### Stated task
Copy out the complete listing, word for word.

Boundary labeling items
_ _ _ _ _ _ _

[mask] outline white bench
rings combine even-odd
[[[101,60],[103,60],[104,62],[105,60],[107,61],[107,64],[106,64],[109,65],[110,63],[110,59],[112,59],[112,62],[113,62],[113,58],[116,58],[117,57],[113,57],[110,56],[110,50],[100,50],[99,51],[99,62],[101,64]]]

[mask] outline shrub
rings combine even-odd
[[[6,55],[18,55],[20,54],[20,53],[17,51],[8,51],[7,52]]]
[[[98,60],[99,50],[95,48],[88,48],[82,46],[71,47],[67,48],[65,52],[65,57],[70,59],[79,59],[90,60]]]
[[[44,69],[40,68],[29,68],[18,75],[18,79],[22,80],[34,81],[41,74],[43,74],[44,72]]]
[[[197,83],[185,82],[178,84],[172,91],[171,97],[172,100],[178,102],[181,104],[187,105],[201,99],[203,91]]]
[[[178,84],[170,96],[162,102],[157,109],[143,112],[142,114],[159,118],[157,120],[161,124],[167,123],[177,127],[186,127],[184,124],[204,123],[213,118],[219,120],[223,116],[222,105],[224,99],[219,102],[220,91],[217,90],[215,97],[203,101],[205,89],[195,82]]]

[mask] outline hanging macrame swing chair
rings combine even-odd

_ _ _ _ _ _ _

### Result of this exercise
[mask] outline white bench
rings combine even-odd
[[[101,60],[103,60],[104,62],[105,60],[107,61],[107,64],[106,64],[109,65],[110,63],[110,59],[112,59],[112,62],[113,62],[113,58],[116,58],[117,57],[113,57],[110,56],[110,50],[100,50],[99,51],[99,62],[101,64]]]

[mask] outline shrub
rings combine even-odd
[[[6,55],[18,55],[20,54],[20,53],[17,51],[8,51],[7,52]]]
[[[98,60],[99,50],[95,48],[88,48],[82,46],[71,47],[67,48],[65,52],[65,57],[70,59],[79,59],[90,60]]]
[[[44,69],[40,68],[29,68],[18,75],[18,79],[22,80],[34,81],[41,74],[43,74],[44,72]]]
[[[197,83],[185,82],[178,84],[172,91],[171,97],[172,100],[178,102],[181,104],[187,105],[201,99],[203,91]]]
[[[178,84],[170,96],[162,102],[157,109],[143,112],[142,114],[159,118],[157,120],[161,124],[167,123],[177,127],[186,127],[184,124],[204,123],[213,118],[219,120],[223,116],[222,105],[224,99],[219,102],[220,91],[217,90],[215,97],[203,101],[205,89],[195,82]]]

[mask] outline hanging macrame swing chair
rings combine even-odd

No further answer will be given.